■ Aim of the exercise
An image-free, exact copy of the records below is required.

■ Entries taken from a collection
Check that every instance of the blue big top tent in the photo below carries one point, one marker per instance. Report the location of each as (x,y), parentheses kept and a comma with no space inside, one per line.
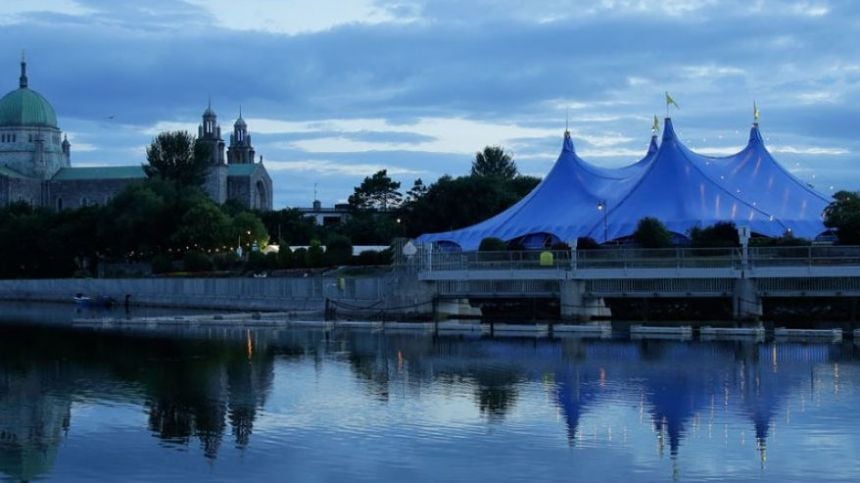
(680,188)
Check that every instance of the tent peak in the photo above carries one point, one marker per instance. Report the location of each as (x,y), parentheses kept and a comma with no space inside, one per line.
(755,135)
(668,130)
(652,147)
(568,142)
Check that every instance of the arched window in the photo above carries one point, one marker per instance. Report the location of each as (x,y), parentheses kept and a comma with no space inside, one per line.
(261,202)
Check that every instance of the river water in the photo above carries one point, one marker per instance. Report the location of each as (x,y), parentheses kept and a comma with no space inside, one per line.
(81,404)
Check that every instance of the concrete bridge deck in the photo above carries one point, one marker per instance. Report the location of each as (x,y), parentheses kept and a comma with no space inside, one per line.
(581,278)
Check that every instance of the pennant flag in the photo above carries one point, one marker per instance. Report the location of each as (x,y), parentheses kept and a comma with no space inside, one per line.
(670,101)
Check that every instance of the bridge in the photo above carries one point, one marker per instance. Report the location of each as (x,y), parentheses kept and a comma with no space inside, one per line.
(581,279)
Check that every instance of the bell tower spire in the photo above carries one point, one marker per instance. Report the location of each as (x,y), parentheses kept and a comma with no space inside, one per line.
(23,79)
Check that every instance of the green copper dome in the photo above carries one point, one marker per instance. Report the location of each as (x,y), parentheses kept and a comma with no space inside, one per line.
(26,107)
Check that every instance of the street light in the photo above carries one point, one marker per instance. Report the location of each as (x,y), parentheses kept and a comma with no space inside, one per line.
(601,206)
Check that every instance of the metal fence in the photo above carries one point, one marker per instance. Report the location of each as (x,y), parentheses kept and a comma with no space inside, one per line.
(637,258)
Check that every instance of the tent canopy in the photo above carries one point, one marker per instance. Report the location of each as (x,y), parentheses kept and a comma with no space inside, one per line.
(680,188)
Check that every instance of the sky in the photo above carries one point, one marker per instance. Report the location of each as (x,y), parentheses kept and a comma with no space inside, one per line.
(334,91)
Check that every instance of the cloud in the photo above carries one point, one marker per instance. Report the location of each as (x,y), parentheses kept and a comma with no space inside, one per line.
(16,11)
(333,168)
(419,85)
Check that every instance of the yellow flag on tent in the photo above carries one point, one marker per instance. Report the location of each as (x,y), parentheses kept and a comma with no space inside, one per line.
(670,101)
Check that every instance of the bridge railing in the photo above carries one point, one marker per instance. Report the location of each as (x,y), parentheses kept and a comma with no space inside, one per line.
(638,258)
(835,255)
(501,260)
(669,258)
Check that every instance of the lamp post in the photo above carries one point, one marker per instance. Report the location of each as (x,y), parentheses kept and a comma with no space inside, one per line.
(601,206)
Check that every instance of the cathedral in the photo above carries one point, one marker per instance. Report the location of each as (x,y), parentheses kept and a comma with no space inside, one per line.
(35,160)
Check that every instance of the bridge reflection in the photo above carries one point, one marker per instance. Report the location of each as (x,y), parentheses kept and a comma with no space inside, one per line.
(205,386)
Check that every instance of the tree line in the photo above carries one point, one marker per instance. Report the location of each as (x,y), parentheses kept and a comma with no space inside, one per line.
(167,220)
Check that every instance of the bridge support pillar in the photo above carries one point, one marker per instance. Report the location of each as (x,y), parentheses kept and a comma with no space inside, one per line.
(576,305)
(746,304)
(455,309)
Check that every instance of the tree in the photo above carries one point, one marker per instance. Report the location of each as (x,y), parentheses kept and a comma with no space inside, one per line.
(203,227)
(720,234)
(178,157)
(843,214)
(338,250)
(418,190)
(377,192)
(652,233)
(452,203)
(493,162)
(492,244)
(248,229)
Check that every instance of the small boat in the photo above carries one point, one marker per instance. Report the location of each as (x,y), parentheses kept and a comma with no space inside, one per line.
(99,301)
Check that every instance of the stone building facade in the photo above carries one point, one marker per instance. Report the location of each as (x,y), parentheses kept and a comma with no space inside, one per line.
(35,160)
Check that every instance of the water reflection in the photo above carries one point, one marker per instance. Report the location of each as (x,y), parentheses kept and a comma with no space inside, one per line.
(202,388)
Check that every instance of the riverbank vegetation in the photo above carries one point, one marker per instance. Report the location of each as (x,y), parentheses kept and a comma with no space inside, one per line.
(167,223)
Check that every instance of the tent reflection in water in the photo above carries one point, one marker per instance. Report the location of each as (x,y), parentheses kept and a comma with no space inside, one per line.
(672,183)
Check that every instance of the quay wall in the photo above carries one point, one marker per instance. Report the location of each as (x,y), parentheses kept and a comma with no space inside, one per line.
(392,292)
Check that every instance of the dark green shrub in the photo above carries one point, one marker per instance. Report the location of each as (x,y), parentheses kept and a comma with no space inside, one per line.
(385,257)
(271,262)
(285,257)
(195,261)
(367,257)
(492,244)
(316,255)
(722,234)
(225,260)
(256,261)
(162,263)
(300,258)
(338,250)
(652,233)
(586,243)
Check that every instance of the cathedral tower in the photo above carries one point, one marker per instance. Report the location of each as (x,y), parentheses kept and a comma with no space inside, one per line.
(209,133)
(240,150)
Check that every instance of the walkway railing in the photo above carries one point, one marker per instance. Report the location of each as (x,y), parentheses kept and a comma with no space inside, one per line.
(636,258)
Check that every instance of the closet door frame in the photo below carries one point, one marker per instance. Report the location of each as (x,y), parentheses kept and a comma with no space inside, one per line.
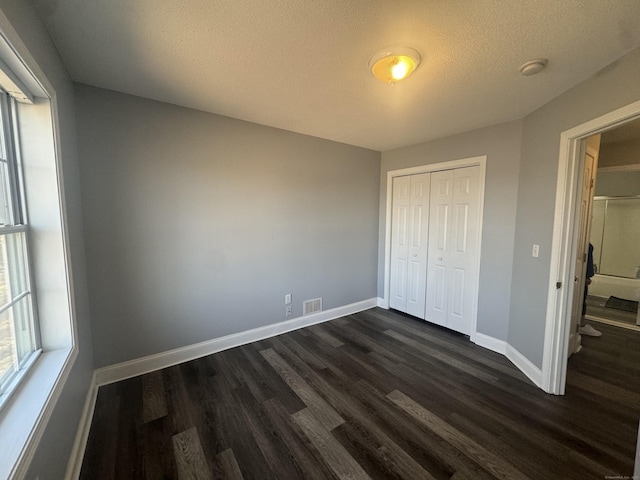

■ Written answer
Check that every instance of the blue big top tent in the photo below carries one point, one marker per instance. Report the location of each as (x,y), parentheses kept and a comma with no space inside, one per line.
(680,188)
Check that every instance of the tent peak in the photo above carries one point, one marker per instance. Report the location of each as (x,y), parentheses kept and a comma with no space inside, one per line.
(755,135)
(668,130)
(652,147)
(568,142)
Check that every instance of the arched window in the photo above carries one point, one marker per instance. Report the location of each as (x,y), parentheses kept and a comma with no space inside, one per line.
(261,202)
Check that every instance of the river water in the photo above carries one point, one marker per instance. Report the location of each as (x,y), parentheses kept and a comma with no space inside, one per line.
(81,404)
Check that every instance of the concrete bridge deck in the photo above carries one point, one marker per instance. Report the location of each as (x,y), parentheses kept and a comma with no space inside, one per line.
(581,278)
Check that every instance of the pennant flag in the photo above carries one point, one marker per instance. Report the location of each as (x,y), parentheses kept and a comma with no space inside, one per line.
(670,101)
Check that every instance of the bridge in the photo above carries one point, one marker per instance. Report the location of each as (x,y), parentheses kept and a comma with no space inside, one per line.
(581,279)
Check that every instance of the bell tower spire in the photo above carries one point, one marker per instance. Report the location of each as (x,y), parentheses kept and a comma with no space inside, one per line.
(23,79)
Check that every instance of the green copper dome in the photo above carries one point, one marker per instance. Report the location of each as (x,y), parentheses kept and a comma with no space inside, one per line.
(26,107)
Check that every instance of the street light in the photo above carries one point, one marker per instance. Report the location of each as (x,y), parentheses kept and a comma with no space inside, one per line.
(601,206)
Check that every instance of the metal fence in the photo above carries one point, one marker per instance. Report the location of each as (x,y), parentheses kept and a comma with no space inside, one per line.
(637,258)
Check that every instance of the tent canopy in the photo above carries one point, one marker per instance. Report the location of each as (x,y), parentheses kept and a comma with no space inside, one per line.
(680,188)
Check that every instance of the sky in the photo above carries one point, one marker per instance. Report the location of each as (x,y), parentheses kept and a comma with no space inside, one per line.
(334,91)
Check that every instance of the cloud in the photo above carries one point, one marker per instance. Report the location of each as (x,y), parentheses kept and a comma with no space inside, one per line.
(16,11)
(333,168)
(419,85)
Check that every instance of the yellow flag on tent in the photo above carries one point, one marker per instance. Report the location of each as (x,y), parentheses kept and a comma with no space inside, one per line.
(670,101)
Check that every instance of the bridge railing in the photo above carries one point, one marker per instance. Report the location of each as (x,y), parentheses kept and a comma with no space inside, one per line.
(638,258)
(835,255)
(501,260)
(669,258)
Check that every instance of the lamp post in the photo above carries one point, one marker per instance. Report the location of each as (x,y), parentheses kept and a comma with no space inside, one per line.
(601,206)
Check that every instance of the cathedral in the photo above carries one point, one marker per instance. Report the location of each as (x,y), parentheses kept and a comma with no space inside, one per line.
(35,160)
Check that every instance of the bridge reflection in the photo above carries one point, one marker per instance. Report the location of each as (x,y), parentheses kept and a comma with no space inside, one per line.
(205,386)
Check that every instance of the tree line in the photo above carries one point, one marker per instance. Report the location of each as (x,y), parentheses kept and a comma with no space inside, one per line.
(167,220)
Check that every instance of the bridge support pillar in the photo above carries one point, one marker per instance. Report the location of each as (x,y), parentheses kept and a comma with no space inside, one per line.
(576,305)
(746,304)
(455,309)
Check that every instance of the tree in the photo above carries one point, one marker per instance. Report the location of each as (x,y), parentheses kept and a comma with no space inside, one per line.
(203,227)
(720,234)
(178,157)
(843,214)
(338,250)
(418,190)
(377,192)
(652,233)
(452,203)
(493,162)
(492,244)
(248,229)
Check that every instance of the small boat in the photo above carries one point, one marker per instance. Report the location of each as (x,y), parentheses kept and a comma with no space inside, one per line.
(99,301)
Check that every instance of the stone building facade in the photo above carries one point, one marker per instance. Report the location of each as (x,y), parentheses kept and a comma with no space inside, one per line.
(35,160)
Check that every instance of the water reflection in the photo above carries one point, one marker per instance. Report the location of each as (x,y), parentheses kept and a comma with no space inside, one per line.
(202,388)
Check that every instance of the riverbank vegetation in the photo above carries one point, one marker per instance. Report the location of each as (x,y), parentheses kept and a comma with no space inside, one per line.
(167,223)
Check that every instance of the tent reflection in water in the photo above carries one point, one marker per instance. Report the location of each as (x,y), parentheses kept and a comma with no space inside, one per line.
(672,183)
Check that every instance of the quay wall in the photo above carries one point, one marker per instance. Report the location of each as (x,y), parentheses kept and a comma with no space inside, one per line.
(392,292)
Check that every instance of the dark green shrub in the photo above carries one point, one marker per instance. Report the location of each as (x,y), parentheses kept and a comma with no space inside, one per line.
(385,257)
(271,262)
(285,257)
(195,261)
(367,257)
(492,244)
(316,255)
(722,234)
(225,260)
(256,261)
(162,263)
(300,258)
(338,250)
(652,233)
(586,243)
Check that every instance of the cathedral tower in the photo above carries one point, one marker per instance. Report the location of each as (x,y), parentheses kept and a comma with no space inside, one per line.
(209,133)
(240,150)
Check that every instance of the walkway railing in the photo above carries one point, one marker per instance. Report the location of each as (x,y), parentheses kept and a comma with no space inside, one per line.
(636,258)
Check that every instance of the closet door frame in the photo below carries one point, one marker per instance. Report the location of each as (x,y), parentheses kept and a comma with no space inside, one per line.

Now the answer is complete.